- **THE REQUEST**
Could you rescale the entries starting at the line that contains "Could you please indicate the american" and ending at the last line of the entries? Repeat those lines in full, requests included, multiplying every x and y coordinate in the answers by 1.6 and rounding to whole numbers, with halves rounded up.

- **MATERIAL PROVIDED**
— Begin —

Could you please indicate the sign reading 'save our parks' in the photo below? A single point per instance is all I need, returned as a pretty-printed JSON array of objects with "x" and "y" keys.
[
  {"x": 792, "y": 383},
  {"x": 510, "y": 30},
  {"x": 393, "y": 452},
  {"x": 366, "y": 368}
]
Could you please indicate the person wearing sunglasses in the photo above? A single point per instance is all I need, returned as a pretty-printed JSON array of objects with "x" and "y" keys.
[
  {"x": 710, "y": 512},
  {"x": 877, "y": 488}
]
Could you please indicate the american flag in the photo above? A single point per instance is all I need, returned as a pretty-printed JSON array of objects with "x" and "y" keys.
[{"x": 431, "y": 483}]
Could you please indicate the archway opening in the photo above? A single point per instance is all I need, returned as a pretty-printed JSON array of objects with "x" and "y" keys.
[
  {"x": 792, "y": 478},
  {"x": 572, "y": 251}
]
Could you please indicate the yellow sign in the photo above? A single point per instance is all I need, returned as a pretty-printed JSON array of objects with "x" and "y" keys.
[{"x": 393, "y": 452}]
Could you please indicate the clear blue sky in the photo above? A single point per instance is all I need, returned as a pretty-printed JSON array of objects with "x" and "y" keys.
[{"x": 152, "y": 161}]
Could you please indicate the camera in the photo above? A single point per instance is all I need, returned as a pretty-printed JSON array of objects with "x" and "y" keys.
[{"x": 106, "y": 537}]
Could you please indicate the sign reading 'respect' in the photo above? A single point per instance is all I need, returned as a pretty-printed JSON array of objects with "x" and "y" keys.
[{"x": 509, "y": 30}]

— End —

- **EXERCISE RESPONSE**
Could you please indicate the american flag in the photo above? A single point per instance is all I need, returned as a pretty-printed JSON array of objects with "x" and "y" keys.
[{"x": 690, "y": 773}]
Could you please indicate the archway opening in the photo above? A single point per instance is all I need, returned as a pretty-printed JSON array of objects with "x" and "y" keys.
[
  {"x": 1267, "y": 765},
  {"x": 915, "y": 402}
]
Could you please indicate the yellow sign in the photo above? A single point per instance is all I need, returned as a pretty-printed JSON array of objects with "x" and "y" keys.
[{"x": 629, "y": 723}]
Could you please indicate the clear blue sky in the photo above? A single point per instance is all I need, returned as a pretty-printed JSON array of objects with "x" and "y" keys.
[{"x": 243, "y": 258}]
Could you please indicate the camera in the photo above? A single point per instance is all I need, returned as a pretty-printed JSON array of objects with "x" and "y" keys.
[{"x": 170, "y": 859}]
Could you please indicate the sign reading 'respect' in the photo above? A single point per instance is all I need, returned as a pretty-printed JSON array of objects with "x" and "y" keys.
[{"x": 814, "y": 48}]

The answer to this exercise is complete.